• [Exercise input]
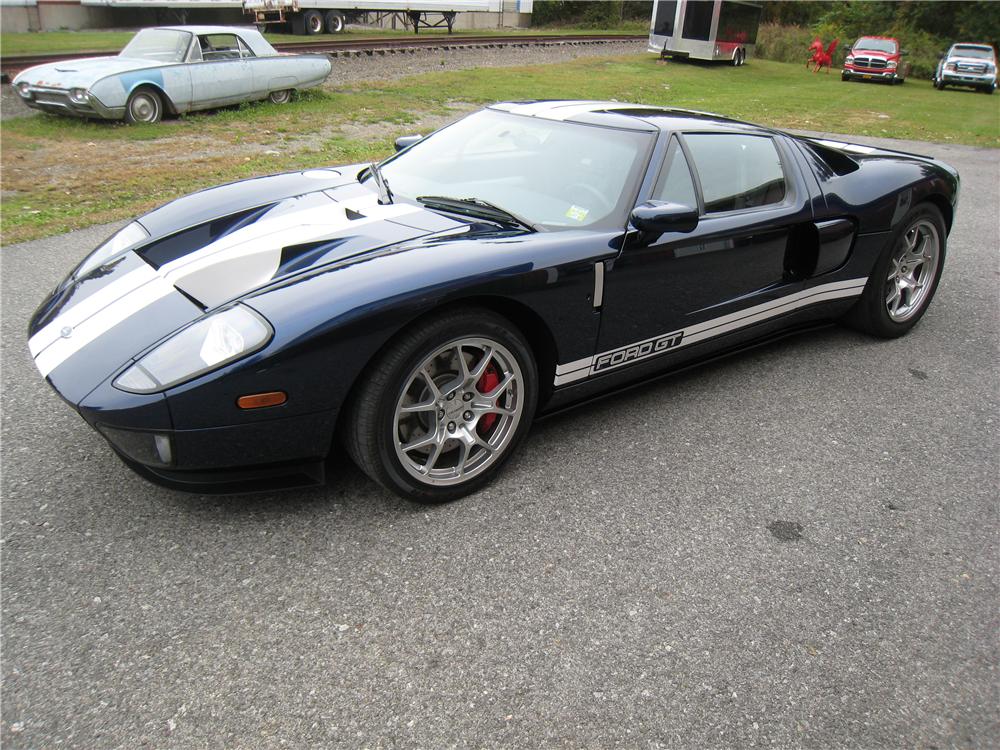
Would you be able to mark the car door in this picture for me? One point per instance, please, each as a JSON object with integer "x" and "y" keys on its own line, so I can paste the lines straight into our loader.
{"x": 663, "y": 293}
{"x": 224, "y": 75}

--

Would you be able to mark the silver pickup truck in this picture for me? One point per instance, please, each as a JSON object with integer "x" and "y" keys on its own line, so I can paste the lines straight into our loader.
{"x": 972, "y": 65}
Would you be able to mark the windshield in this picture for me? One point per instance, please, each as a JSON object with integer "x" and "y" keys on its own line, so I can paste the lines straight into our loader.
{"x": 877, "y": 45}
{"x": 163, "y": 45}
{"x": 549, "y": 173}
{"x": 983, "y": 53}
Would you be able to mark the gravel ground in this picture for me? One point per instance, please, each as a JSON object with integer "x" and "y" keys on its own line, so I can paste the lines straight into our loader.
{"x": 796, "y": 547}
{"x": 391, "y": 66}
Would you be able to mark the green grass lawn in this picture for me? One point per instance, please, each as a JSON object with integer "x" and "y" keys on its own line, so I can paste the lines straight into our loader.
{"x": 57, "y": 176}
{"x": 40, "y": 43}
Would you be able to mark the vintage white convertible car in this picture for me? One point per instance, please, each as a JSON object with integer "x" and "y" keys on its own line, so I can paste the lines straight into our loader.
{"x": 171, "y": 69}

• [Aim] Find every line in the data above that contains the word "ground", treating uppercase and lowercase as different, and copy each such line in full.

• [The completed task]
Would you be able to mark the gravel ground in this picture for me? One point per instance, please, each as a JSON object with integer "x" and "y" keys on its own line, so I can paste the lines straight into our loader.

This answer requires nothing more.